═════ Records for the exercise ═════
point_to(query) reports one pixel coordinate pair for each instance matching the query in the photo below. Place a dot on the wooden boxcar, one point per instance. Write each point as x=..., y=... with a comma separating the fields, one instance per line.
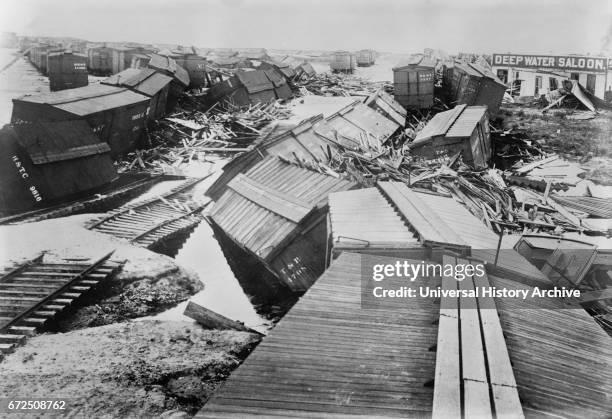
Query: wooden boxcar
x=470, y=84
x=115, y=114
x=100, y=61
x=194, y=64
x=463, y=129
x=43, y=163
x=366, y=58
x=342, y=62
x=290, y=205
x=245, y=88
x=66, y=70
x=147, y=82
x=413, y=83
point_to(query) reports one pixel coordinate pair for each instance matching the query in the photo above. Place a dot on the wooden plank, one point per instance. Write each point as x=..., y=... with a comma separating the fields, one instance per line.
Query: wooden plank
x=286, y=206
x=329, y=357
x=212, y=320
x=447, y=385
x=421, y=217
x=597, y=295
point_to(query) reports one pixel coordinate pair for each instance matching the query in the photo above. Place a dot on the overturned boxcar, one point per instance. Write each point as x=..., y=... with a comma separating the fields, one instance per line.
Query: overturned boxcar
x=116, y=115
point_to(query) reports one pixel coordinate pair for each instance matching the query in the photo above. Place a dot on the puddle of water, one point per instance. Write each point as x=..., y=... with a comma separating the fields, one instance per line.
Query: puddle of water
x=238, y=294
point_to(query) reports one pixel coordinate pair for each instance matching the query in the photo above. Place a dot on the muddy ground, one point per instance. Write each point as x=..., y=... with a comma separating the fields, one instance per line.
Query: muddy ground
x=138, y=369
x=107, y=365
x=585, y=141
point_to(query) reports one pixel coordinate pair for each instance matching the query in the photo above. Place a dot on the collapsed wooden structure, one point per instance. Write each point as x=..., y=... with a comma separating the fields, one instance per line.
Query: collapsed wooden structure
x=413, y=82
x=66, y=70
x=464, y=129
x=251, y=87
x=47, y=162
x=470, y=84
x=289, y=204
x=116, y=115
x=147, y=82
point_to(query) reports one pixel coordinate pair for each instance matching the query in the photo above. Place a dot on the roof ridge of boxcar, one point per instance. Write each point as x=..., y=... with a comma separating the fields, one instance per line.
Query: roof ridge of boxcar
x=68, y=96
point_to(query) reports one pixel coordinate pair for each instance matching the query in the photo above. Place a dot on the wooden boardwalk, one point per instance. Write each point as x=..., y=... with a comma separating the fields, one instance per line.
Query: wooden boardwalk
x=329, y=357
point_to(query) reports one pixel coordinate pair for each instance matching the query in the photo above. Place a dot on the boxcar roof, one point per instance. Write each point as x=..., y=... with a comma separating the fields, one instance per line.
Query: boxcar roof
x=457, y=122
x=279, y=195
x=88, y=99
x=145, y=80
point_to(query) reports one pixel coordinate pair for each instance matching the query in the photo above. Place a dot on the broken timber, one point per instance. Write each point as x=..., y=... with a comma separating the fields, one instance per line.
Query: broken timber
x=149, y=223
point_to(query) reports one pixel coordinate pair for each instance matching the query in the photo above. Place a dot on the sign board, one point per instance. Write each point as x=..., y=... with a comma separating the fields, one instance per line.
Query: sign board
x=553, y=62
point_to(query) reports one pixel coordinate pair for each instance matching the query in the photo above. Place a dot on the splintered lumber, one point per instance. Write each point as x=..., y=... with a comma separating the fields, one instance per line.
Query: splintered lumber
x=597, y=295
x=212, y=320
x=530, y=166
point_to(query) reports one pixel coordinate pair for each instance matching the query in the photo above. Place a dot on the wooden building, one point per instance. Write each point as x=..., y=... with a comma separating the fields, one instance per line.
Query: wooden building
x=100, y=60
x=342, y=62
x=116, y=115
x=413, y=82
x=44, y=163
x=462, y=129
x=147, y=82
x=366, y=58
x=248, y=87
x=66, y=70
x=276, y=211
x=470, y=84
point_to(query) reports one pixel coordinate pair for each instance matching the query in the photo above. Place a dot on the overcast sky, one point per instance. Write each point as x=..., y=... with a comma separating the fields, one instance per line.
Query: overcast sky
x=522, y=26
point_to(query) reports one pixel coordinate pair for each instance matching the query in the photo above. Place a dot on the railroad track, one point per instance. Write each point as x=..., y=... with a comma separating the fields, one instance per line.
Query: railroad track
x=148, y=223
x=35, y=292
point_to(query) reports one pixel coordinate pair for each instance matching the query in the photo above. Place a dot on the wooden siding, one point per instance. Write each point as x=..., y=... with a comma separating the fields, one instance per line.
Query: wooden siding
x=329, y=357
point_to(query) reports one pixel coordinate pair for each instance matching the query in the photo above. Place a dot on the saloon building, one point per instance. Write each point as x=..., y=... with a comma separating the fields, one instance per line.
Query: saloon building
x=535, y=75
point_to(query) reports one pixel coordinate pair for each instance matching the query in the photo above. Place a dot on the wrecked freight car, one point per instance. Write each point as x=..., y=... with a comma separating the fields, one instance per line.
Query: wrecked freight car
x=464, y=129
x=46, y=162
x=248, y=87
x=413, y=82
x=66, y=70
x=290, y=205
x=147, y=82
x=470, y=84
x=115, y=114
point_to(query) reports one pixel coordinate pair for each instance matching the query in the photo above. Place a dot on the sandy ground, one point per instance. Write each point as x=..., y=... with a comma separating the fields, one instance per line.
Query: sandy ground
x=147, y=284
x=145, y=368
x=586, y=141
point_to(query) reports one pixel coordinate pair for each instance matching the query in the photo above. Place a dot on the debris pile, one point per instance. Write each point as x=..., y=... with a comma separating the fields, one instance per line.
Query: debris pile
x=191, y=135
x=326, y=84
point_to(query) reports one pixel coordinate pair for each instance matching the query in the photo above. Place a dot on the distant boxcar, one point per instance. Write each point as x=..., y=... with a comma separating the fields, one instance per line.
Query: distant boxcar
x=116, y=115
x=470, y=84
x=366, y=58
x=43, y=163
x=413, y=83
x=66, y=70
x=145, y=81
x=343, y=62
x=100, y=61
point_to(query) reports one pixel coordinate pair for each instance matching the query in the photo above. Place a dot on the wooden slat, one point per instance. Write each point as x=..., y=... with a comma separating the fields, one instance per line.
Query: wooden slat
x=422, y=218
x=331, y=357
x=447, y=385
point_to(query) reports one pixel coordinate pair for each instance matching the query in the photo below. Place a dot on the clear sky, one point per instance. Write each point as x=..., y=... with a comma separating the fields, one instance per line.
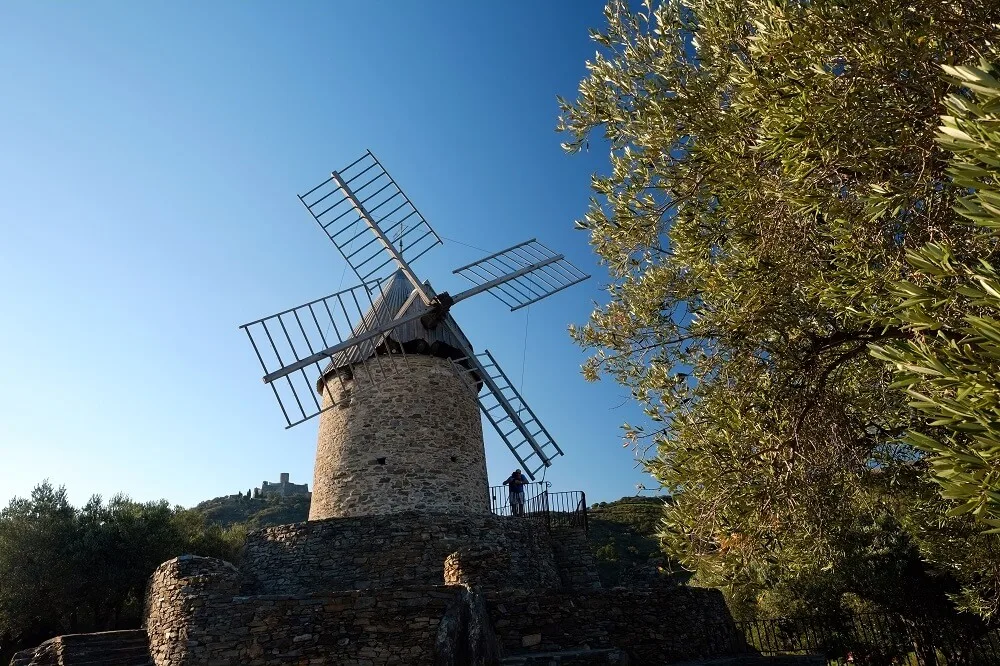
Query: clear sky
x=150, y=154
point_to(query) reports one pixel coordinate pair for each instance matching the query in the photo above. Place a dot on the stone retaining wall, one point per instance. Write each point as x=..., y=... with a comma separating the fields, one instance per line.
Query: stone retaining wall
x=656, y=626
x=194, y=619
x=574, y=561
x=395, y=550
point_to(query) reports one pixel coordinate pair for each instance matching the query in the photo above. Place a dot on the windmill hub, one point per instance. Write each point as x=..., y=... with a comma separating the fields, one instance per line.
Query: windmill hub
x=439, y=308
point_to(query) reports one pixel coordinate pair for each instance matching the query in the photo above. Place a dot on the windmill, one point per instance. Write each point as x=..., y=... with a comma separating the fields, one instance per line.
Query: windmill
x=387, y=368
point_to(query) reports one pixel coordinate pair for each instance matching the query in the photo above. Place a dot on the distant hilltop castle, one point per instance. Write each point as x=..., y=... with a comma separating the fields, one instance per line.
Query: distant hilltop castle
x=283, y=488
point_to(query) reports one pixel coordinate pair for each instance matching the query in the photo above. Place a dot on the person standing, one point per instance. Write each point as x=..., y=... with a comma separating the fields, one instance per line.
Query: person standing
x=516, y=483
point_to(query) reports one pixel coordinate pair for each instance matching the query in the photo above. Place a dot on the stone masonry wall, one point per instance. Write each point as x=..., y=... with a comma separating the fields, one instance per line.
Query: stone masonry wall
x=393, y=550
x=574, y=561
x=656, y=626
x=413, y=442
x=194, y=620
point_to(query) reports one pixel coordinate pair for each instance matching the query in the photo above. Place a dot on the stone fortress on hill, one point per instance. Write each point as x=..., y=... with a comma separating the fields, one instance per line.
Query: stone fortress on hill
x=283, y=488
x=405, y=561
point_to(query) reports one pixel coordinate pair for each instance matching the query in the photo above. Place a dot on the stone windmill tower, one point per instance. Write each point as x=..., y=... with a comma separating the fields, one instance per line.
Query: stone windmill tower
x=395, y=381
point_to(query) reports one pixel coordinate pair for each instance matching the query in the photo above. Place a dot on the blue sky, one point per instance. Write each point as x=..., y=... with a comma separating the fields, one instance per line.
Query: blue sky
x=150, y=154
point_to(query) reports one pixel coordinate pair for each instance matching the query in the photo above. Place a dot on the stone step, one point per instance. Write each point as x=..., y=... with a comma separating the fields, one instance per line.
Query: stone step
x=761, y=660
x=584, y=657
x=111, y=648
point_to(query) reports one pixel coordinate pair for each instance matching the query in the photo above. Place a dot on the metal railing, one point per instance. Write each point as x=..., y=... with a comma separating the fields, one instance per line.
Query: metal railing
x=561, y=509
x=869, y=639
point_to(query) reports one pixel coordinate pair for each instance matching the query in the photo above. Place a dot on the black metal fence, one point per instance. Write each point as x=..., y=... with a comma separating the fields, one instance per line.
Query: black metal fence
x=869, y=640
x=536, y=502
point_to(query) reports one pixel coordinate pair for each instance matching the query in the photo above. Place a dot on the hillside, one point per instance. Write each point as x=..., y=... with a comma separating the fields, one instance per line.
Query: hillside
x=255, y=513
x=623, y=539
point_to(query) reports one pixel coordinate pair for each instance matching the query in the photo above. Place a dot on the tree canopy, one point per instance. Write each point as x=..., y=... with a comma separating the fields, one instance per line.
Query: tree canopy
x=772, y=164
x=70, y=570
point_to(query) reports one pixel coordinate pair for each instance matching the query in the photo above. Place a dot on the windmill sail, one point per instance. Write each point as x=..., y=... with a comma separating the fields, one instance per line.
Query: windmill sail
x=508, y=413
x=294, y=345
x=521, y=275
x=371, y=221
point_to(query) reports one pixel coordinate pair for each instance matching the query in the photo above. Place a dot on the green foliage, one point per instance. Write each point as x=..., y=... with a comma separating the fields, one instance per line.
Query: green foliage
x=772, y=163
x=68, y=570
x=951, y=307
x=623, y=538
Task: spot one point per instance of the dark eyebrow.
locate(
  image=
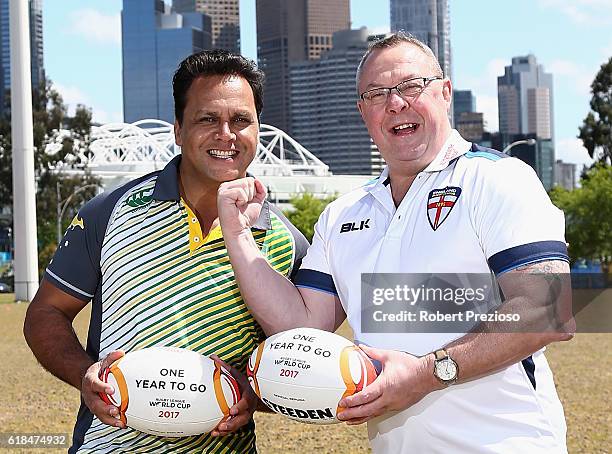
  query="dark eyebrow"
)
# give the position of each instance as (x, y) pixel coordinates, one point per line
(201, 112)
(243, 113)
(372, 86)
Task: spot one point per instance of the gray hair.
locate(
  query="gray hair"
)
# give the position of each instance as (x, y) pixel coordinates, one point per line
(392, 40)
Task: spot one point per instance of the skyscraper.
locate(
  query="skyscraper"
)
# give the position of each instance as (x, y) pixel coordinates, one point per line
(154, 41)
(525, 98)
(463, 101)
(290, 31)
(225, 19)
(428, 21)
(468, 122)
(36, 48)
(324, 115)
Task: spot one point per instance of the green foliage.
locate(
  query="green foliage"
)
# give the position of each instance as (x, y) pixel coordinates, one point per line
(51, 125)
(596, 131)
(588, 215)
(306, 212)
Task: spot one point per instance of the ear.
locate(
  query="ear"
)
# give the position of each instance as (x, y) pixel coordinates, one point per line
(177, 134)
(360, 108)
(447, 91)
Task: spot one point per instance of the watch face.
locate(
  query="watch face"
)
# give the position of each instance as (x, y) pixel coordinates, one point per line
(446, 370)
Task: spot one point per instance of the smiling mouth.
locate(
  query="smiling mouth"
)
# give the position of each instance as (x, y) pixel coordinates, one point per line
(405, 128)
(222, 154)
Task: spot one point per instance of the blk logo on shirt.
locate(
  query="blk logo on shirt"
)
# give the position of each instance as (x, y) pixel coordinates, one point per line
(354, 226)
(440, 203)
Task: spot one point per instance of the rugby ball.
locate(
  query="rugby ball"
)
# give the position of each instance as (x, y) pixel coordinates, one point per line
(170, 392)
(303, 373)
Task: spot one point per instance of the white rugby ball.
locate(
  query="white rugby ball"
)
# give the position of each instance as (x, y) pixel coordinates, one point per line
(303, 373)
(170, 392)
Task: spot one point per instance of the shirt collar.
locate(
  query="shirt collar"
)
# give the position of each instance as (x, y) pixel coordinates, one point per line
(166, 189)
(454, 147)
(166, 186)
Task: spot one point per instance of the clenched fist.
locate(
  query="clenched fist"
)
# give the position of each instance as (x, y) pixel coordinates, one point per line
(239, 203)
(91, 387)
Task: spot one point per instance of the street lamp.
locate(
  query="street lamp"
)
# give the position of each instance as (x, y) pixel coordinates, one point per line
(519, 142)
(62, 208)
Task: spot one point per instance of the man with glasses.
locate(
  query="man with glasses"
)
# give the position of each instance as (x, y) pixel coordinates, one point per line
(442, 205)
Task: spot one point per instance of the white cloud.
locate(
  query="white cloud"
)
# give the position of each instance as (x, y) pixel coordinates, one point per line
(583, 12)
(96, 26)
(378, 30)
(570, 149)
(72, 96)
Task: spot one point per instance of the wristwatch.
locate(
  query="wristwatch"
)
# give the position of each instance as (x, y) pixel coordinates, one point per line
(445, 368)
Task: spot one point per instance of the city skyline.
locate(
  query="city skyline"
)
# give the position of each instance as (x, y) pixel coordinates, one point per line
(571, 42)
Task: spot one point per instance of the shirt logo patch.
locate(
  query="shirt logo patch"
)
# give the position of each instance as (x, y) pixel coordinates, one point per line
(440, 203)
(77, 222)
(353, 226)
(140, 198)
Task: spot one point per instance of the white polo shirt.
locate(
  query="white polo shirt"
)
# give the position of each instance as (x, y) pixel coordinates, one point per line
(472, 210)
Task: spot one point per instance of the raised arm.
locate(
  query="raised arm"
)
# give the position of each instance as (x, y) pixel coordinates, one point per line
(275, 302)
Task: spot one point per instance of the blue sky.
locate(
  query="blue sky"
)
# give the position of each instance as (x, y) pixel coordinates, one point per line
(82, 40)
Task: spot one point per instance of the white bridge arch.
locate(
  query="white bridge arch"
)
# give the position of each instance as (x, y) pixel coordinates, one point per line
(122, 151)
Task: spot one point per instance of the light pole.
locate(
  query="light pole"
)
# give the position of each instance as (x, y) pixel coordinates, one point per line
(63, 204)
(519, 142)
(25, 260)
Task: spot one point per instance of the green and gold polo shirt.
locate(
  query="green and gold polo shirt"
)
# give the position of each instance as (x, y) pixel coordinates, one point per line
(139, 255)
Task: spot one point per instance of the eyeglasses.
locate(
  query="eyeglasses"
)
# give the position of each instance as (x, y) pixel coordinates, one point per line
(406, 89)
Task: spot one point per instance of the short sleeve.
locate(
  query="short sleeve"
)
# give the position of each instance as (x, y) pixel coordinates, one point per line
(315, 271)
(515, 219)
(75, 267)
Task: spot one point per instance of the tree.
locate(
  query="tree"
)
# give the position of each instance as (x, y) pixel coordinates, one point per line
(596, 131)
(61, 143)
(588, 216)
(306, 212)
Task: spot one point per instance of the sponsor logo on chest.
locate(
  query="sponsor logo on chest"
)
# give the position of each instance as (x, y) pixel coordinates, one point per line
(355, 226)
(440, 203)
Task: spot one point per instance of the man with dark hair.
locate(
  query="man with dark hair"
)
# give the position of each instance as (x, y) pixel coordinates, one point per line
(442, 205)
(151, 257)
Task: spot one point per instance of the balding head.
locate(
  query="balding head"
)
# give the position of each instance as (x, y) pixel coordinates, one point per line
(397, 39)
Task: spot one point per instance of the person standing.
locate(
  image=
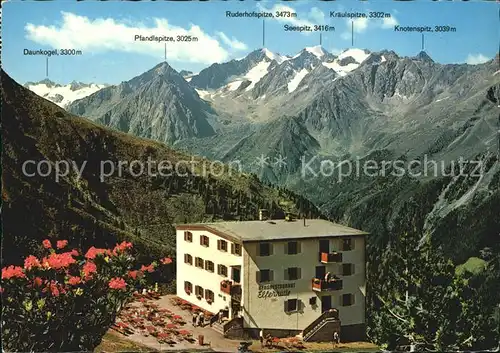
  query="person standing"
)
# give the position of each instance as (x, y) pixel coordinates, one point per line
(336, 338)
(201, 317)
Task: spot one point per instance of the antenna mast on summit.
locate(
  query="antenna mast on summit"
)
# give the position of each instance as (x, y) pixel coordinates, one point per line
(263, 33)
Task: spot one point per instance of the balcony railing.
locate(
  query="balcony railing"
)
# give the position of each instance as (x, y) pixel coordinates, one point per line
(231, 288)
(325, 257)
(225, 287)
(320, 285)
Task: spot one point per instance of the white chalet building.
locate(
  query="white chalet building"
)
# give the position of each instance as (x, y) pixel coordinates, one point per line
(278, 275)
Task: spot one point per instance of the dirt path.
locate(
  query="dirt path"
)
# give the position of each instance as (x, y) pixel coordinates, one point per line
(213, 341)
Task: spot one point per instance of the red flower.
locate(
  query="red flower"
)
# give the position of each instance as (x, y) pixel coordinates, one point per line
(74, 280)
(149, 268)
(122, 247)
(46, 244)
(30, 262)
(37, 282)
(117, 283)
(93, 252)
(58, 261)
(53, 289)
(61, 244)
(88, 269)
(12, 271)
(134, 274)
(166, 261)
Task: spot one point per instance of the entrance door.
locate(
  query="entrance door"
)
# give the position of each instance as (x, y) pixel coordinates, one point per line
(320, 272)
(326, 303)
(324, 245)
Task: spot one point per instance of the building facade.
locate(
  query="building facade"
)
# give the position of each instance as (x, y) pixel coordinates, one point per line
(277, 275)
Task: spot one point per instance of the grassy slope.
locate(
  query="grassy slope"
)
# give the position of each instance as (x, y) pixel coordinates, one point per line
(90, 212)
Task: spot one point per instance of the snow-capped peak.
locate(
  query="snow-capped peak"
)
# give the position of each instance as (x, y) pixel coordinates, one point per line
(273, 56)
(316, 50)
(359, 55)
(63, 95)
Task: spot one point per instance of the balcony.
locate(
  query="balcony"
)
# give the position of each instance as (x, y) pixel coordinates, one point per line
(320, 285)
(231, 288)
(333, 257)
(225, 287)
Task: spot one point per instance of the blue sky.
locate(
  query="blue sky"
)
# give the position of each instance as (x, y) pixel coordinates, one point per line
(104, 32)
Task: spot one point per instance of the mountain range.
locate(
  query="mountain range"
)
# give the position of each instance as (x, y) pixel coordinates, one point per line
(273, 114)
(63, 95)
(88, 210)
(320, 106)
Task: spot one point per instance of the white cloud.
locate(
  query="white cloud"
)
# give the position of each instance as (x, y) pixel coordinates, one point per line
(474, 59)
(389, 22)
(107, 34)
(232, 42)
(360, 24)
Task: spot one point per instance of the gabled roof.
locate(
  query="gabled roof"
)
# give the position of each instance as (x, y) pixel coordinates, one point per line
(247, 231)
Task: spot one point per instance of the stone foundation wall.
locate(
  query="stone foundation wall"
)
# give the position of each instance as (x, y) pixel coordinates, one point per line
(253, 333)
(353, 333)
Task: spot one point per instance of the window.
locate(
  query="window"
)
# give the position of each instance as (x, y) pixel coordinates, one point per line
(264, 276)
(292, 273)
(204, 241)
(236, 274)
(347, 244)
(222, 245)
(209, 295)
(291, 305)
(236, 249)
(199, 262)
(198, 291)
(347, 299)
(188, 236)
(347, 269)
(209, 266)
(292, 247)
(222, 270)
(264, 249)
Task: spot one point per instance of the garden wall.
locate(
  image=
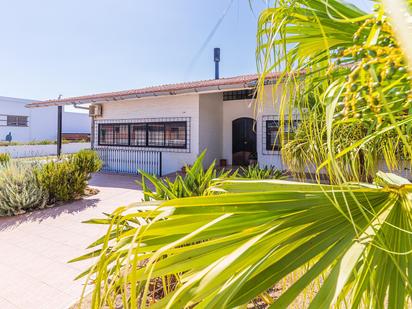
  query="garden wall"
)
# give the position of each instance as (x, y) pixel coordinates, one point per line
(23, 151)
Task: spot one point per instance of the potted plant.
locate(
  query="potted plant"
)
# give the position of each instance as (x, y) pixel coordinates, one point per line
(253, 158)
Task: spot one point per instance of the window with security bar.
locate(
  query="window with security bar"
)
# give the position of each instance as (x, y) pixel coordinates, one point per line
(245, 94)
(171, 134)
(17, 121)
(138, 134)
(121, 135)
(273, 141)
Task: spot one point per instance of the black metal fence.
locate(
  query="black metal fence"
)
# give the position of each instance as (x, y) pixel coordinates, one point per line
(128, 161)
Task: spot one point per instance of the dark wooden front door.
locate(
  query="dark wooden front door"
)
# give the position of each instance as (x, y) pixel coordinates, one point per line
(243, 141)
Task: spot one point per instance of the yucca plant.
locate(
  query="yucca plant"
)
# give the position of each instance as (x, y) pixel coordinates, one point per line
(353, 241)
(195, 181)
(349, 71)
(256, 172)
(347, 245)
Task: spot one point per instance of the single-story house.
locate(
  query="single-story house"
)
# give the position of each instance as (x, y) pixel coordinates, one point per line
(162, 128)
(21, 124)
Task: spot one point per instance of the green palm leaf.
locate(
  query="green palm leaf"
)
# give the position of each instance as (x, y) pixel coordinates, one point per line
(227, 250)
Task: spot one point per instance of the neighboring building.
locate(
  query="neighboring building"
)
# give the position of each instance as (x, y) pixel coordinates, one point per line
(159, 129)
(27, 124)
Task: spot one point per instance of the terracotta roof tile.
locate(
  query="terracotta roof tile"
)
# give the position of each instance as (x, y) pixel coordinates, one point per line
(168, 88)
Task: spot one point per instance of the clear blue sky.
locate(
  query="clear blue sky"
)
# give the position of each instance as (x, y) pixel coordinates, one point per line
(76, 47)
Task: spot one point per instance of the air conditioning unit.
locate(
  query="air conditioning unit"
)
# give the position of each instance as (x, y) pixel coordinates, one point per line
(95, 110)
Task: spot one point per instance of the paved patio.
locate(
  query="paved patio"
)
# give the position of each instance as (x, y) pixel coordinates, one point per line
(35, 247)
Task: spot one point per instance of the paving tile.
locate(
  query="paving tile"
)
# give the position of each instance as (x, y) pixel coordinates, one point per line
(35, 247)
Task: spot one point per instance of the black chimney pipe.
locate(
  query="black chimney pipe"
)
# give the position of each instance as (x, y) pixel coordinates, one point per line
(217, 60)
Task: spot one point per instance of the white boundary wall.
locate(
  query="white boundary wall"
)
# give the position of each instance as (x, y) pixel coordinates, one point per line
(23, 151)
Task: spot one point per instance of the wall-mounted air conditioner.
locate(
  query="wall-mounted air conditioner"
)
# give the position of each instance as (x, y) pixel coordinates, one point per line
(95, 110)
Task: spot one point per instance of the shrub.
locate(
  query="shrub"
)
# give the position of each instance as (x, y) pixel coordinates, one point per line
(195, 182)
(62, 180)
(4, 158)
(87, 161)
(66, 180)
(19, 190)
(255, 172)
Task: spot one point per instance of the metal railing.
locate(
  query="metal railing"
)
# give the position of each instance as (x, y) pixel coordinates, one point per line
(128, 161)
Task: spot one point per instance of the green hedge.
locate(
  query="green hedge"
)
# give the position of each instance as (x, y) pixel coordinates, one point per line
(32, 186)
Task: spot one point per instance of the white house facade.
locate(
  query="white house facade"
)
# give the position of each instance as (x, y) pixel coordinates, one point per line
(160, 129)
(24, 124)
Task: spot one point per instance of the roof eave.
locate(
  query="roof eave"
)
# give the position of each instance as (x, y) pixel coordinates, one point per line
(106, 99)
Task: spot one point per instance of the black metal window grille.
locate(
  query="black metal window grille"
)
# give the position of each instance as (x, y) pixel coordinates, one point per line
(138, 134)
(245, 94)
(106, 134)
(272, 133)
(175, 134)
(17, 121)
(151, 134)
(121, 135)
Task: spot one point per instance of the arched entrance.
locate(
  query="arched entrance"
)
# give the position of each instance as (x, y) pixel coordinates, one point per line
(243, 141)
═════
» Problem description
If a line in the entries holds the string "single", it belongs in the tally; state the tally alone.

» Finished exercise
2